Using the information:
1. In the dairy consumption article, why did Leigh Pemberton say more fluid milk was bought when people stayed home?
2. List the dairy products that the dairy consumption article names as part of the USDA Economic Research Service report on American demand.
3. Translate this sentence from the dairy consumption article into Spanish: "Commodity experts agree the pandemic is having a significant impact on how consumers view and consume food."

Passage to read:

WASHINGTON — When the going gets tough, familiar comforts beckon from the fridge, according to new U.S. Department of Agriculture data showing an increase of per-capita dairy consumption over the past year.
Despite major food service sector disruptions caused by the COVID-19 pandemic, the USDA’s Economic Research Service reports American demand for dairy products including fluid milk, ice cream, butter and yogurts increased by 3 pounds per person. This was 655 pounds total in 2020 compared to 539 pounds in the previous year.
The increase of dairy indulgence could be linked to more at-home dining, baking and comfort-eating. The updated look at domestic dairy demand indicates pandemic shoppers may have found comfort in butter and ice cream.
That’s good news for Virginia’s dairy farmers said Virginia Farm Bureau Federation Dairy Advisory Committee chair Leigh Pemberton. Virginia’s dairy industry has suffered financial stress for years, with nearly one dairy closing every week in 2019. But the new ERS data shows American dairy consumption is on a growth trajectory.
Pemberton hopes it stays that way.
“When people stayed home and had to start eating cereal, they bought more milk,” he said. “We’ve seen fluid milk consumption go up in the last year overall, and it still is.”
He added that families prepared more food at home when dining options changed, fueling demand for dairy products. Sales of baking-related products increased 24% in the U.S. last year as many consumers turned to home-based activities, according to the Home Baking: U.S. Market Trends & Opportunities report released by Packaged Facts.
“It would be interesting if we continue this trend, when the world hopefully comes back to what it was before 2020,” Pemberton said. “Are those buying habits ingrained enough that it will stick? You’ve got to look for the good in the bad, and I’m staying positive—hoping that dairy consumption will continue to increase going forward.”
Commodity experts agree the pandemic is having a significant impact on how consumers view and consume food.
“Many have learned or relearned how to prepare meals from scratch, and there has been a shift to comfort-type foods and dishes,” said Tony Banks, VFBF senior assistant director of agriculture, development and innovation. “Milk and dairy products fit this shift in home meal prep. We hope this is a trend that can continue.”

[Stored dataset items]
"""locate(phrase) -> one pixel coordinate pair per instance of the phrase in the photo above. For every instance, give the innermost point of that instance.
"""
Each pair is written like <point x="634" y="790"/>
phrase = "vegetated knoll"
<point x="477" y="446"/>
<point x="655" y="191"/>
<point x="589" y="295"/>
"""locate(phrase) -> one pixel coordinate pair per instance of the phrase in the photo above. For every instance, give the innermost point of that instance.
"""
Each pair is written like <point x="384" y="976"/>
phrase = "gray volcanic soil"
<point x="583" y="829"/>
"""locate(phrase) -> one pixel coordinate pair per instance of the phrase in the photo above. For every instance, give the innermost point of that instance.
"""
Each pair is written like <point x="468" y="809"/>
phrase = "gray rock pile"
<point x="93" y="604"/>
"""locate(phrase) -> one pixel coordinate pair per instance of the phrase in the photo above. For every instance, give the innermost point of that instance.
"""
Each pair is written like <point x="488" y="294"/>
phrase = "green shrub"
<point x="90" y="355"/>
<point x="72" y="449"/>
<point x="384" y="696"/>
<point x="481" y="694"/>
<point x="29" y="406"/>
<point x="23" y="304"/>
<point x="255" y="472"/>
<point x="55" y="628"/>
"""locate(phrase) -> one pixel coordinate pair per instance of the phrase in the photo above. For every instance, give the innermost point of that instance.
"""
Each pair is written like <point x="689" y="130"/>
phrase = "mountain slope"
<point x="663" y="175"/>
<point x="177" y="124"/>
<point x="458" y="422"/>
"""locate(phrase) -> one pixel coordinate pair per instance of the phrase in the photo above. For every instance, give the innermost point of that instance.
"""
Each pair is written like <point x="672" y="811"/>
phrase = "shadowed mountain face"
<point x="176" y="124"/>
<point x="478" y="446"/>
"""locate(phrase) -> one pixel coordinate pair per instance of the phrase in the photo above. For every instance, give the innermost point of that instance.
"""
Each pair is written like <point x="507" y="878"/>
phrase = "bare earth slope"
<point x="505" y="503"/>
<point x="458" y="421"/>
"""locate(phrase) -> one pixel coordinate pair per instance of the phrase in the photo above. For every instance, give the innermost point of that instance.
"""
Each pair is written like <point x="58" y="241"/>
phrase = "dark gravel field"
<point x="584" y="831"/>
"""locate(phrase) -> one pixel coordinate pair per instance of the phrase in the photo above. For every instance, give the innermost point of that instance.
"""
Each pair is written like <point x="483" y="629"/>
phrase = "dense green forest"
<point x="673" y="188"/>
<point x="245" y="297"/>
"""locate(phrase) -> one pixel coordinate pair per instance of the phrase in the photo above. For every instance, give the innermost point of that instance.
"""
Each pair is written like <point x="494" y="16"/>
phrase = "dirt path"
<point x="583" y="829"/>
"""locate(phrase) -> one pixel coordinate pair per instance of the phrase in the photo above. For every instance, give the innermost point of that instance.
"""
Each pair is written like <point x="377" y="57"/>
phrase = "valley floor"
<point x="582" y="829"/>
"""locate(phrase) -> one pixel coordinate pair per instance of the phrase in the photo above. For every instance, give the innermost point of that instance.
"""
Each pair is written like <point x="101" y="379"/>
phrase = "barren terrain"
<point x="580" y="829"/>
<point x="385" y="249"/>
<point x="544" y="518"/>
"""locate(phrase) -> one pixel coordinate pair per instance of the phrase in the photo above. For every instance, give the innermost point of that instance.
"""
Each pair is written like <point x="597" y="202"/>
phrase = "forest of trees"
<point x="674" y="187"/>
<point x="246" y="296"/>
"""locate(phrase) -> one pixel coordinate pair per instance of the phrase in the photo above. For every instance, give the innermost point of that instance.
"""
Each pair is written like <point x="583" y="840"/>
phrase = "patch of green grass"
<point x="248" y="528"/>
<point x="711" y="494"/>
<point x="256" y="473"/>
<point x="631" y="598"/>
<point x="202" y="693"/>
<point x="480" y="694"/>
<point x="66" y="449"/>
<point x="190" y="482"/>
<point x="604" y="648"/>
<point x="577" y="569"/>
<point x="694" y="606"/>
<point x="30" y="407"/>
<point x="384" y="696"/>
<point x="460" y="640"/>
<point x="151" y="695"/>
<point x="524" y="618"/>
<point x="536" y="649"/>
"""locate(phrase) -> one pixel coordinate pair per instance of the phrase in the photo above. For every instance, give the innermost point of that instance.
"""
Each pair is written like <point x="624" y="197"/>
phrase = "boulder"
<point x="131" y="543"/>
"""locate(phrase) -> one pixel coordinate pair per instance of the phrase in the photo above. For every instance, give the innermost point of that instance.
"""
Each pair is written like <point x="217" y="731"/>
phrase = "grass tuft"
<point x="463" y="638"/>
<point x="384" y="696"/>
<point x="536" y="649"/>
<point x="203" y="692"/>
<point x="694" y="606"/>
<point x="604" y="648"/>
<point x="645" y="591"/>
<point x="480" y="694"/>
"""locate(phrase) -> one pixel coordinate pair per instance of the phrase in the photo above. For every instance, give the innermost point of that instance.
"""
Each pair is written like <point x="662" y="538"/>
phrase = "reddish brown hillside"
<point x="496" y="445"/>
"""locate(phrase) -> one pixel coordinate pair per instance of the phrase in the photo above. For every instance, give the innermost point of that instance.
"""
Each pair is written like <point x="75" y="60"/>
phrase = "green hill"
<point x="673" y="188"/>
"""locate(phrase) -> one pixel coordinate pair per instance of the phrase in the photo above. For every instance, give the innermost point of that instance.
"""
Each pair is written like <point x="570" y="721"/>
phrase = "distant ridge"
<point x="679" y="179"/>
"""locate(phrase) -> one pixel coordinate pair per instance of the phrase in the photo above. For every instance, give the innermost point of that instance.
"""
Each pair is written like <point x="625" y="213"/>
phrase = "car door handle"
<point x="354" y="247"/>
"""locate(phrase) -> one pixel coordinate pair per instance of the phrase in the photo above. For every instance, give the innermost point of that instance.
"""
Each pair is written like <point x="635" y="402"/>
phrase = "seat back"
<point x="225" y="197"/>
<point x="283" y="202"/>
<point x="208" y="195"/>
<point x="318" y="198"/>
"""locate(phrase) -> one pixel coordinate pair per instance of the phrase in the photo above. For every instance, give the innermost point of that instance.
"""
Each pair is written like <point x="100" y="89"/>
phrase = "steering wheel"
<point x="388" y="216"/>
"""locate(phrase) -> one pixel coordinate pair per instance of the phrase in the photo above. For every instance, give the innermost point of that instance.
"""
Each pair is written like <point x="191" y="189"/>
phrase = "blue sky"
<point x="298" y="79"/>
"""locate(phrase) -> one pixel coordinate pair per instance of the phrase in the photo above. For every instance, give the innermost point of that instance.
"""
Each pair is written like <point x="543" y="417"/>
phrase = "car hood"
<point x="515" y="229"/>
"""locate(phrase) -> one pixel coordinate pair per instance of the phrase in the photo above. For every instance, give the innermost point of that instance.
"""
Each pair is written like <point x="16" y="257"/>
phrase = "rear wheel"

Results:
1. He said that when people stayed home and had to start eating cereal, they bought more milk.

2. Fluid milk, ice cream, butter, yogurts

3. Los expertos en materias primas coinciden en que la pandemia está teniendo un impacto significativo en la forma en que los consumidores perciben y consumen los alimentos.